▸ **YOUR GOAL**: Transcribe each entry exactly as it appears, leaving out any picture it holds.
********************
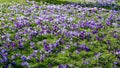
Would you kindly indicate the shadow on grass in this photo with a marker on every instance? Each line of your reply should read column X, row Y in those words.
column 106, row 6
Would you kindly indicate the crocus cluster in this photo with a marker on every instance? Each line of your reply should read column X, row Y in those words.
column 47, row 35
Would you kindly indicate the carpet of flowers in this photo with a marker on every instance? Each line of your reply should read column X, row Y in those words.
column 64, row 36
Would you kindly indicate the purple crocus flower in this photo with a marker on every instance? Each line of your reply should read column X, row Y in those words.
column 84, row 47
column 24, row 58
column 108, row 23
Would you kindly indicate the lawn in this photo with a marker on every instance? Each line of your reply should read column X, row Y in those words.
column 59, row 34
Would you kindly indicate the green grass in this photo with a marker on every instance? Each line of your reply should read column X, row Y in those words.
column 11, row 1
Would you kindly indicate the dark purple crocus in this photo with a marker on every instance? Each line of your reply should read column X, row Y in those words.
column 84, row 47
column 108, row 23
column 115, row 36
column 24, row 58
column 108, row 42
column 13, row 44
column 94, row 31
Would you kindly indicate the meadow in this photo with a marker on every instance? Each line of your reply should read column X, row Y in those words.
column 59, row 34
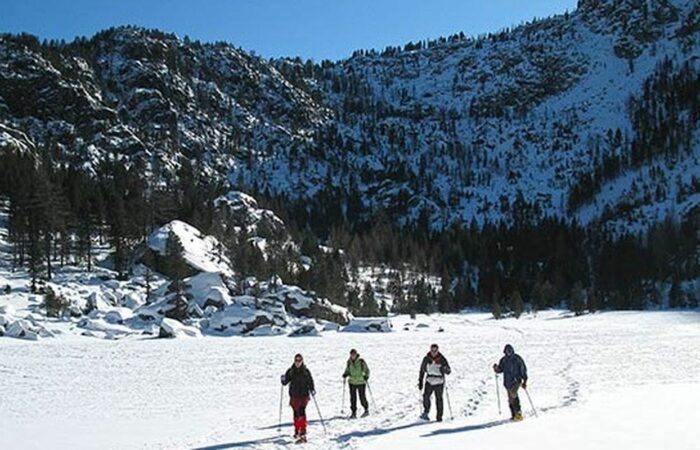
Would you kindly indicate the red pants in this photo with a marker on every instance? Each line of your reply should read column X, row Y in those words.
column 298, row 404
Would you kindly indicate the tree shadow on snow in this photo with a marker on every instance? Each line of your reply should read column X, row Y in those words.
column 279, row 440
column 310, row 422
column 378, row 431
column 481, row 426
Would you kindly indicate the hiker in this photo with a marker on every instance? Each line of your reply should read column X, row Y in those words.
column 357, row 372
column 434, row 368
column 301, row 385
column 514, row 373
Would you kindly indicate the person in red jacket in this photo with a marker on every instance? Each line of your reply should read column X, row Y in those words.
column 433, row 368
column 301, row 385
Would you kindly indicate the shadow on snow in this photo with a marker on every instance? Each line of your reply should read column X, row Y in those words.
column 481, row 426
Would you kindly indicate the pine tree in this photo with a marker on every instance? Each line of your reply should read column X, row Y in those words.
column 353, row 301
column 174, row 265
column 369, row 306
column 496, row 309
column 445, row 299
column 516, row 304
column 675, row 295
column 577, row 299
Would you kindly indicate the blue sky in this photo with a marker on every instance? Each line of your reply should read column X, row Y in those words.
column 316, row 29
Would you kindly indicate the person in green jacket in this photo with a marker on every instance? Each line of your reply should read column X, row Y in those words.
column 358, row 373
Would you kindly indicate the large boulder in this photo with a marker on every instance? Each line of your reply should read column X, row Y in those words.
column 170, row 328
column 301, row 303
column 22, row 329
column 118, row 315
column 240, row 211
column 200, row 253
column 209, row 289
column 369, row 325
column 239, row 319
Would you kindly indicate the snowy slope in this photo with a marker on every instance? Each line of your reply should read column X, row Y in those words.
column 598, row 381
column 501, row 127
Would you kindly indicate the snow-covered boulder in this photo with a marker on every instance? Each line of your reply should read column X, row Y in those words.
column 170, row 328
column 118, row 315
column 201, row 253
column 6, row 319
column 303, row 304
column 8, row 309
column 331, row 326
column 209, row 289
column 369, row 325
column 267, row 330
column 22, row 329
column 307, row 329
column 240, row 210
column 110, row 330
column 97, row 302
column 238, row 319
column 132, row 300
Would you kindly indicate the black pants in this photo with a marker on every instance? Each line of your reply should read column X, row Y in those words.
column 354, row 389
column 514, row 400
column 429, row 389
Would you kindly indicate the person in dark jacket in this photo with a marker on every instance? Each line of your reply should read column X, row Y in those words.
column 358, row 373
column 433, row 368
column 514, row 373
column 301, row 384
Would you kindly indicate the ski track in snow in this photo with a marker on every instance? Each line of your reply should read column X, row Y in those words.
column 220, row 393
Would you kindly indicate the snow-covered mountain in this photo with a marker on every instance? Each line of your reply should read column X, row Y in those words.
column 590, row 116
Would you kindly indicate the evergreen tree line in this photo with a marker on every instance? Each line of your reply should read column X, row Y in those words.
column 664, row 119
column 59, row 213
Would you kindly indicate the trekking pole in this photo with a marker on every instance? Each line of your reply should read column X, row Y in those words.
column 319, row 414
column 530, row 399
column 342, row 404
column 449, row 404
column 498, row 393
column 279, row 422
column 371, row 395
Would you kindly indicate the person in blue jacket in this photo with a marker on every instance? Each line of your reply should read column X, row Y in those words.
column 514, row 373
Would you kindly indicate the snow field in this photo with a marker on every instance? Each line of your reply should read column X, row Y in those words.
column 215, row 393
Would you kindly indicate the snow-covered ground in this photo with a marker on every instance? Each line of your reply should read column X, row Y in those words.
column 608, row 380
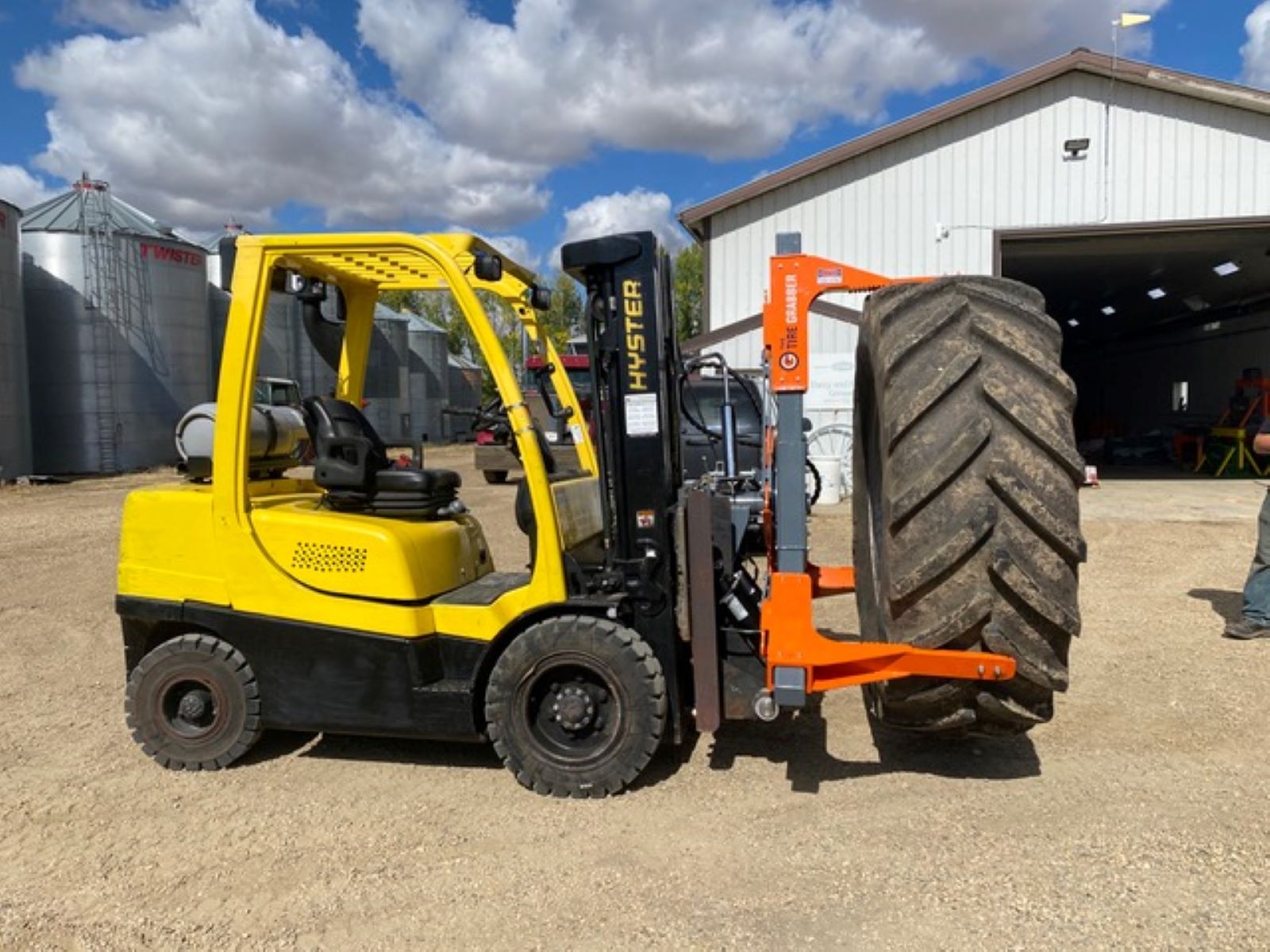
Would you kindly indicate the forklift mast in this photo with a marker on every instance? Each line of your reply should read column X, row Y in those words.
********************
▸ **EXERCISE SOLUTION**:
Would you kindly indicate the shadow on grass in this photo with a marker on every instance? Each line of your reply should read column X, row Y in those words.
column 106, row 6
Would you kindly indicate the crocus cluster in this photo with a marker on every instance? Each line of your reply should read column X, row Y in those words.
column 47, row 35
Would you kindly indicate the carpet of flowers in this photo with a marker on every instance? Each line of your reply should read column X, row Y in those words.
column 64, row 36
Would you kindly indicate the purple crocus flower in this photo with a marker on every instance? Each line of your reply should read column X, row Y in those words.
column 84, row 47
column 24, row 58
column 108, row 23
Would you kindly indicate the lawn in this photo with a marker on every instance? Each line of your reply should read column X, row Y in those words.
column 59, row 34
Would you kindly indicate the green grass in this photo with a marker on every instance? Each line of your reply should read column X, row Y in those words.
column 11, row 1
Would you kindly indicate the dark purple crocus in this photo with a marker on every instance? Each line of your reply should read column X, row Y in those words.
column 84, row 47
column 108, row 23
column 115, row 36
column 24, row 58
column 108, row 42
column 13, row 44
column 94, row 31
Would you kindly indicate the meadow in this photo with a marker on every instance? Each line of your reply should read column X, row Y in those words.
column 59, row 34
Would you kindly indicate the red pants in this photo with a marker on every instance? Each line of your reply should read column X, row Y in those words.
column 298, row 404
Would you kindly indicate the tree shadow on snow in this photo with a marker on every instance? Each line of your reply should read column X, row Y in those words.
column 279, row 440
column 310, row 422
column 378, row 431
column 481, row 426
Would you kindly indicate the hiker in this photo with a marker on every instance? Each line of your reply should read column X, row Y in those words.
column 357, row 372
column 434, row 368
column 301, row 385
column 514, row 373
Would you kindly indicate the person in red jacket in this photo with a marker on every instance? Each line of your reply should read column X, row Y in those words.
column 433, row 368
column 301, row 385
Would you kindly indicate the shadow on snow in this photo with a marker on every instance? Each line of your reply should read column X, row Y in those words.
column 481, row 426
Would you kindly indicate the pine tree in this photo with a marker on every instance? Each line of your reply should read column X, row Y in those words.
column 353, row 301
column 174, row 265
column 369, row 306
column 496, row 309
column 445, row 299
column 516, row 304
column 675, row 295
column 577, row 299
Would you kindly indicate the blue sky in this photo with a marker on every instance? Each line of your reply should read column X, row Y in those words.
column 316, row 29
Would you kindly indicate the person in green jacket in this photo with a marker on every instance? Each line of your reply should read column X, row Y in those words.
column 358, row 373
Would you kindly indicate the large boulder in this photo with a marker on every instance? Each line of your reply should read column X, row Y in those words.
column 170, row 328
column 301, row 303
column 22, row 329
column 118, row 315
column 240, row 211
column 200, row 253
column 209, row 289
column 369, row 325
column 239, row 319
Would you kindly indicate the snowy slope in this photo with a marker on every instance? Each line of your reply should read column X, row Y in those words.
column 598, row 381
column 501, row 127
Would you kindly indicate the snow-covered boulder in this photo with a marker on every instance? Each line of your reply should read column X, row Y in those words.
column 170, row 328
column 118, row 315
column 201, row 253
column 6, row 319
column 303, row 304
column 8, row 309
column 331, row 326
column 209, row 289
column 369, row 325
column 267, row 330
column 22, row 329
column 307, row 329
column 240, row 210
column 110, row 330
column 97, row 302
column 238, row 319
column 132, row 300
Would you kindly indicate the black pants in this photo with a marker on every instance? Each line of your reply should read column X, row Y in those words.
column 354, row 389
column 514, row 400
column 429, row 389
Would you kindly indicate the person in dark jacket in this photo with a marker on every instance? Each line of your reply should read column X, row Y in those words.
column 358, row 373
column 433, row 368
column 514, row 373
column 301, row 384
Would you kindly indicate the ski track in snow in this photo with a marker on every instance? Each line of your reply should read column X, row Y in those words.
column 220, row 393
Would you kindly indicate the snow-covered mountain in this photo with a marker on every instance? Each line of your reply should read column X, row Y in those words.
column 590, row 116
Would you kindly indicate the evergreen tree line in this photo with a marker on every instance? Each line of your reply should read column X, row Y in those words.
column 664, row 119
column 59, row 213
Would you kindly indicate the trekking pole in this photo with a marker on every instance? Each line of your reply should read column X, row Y in those words.
column 319, row 414
column 530, row 399
column 342, row 404
column 449, row 404
column 498, row 393
column 279, row 422
column 371, row 395
Would you kindly indicate the person in blue jacket in this photo with a marker on every instance? Each line of your reply should read column X, row Y in those words.
column 514, row 373
Would you kindly indicate the snow field in this photo with a marker on every instance? Each line of your reply should read column X, row Y in those words.
column 215, row 393
Would you kindly indicate the snow-covered ground in this photo with a marker on every instance? Each line of your reply should read column X, row Y in those words.
column 608, row 380
Would you kindly indicate the forklift mast in this photo with a marker on every instance? Each line of your reply should read column X, row Y in those words.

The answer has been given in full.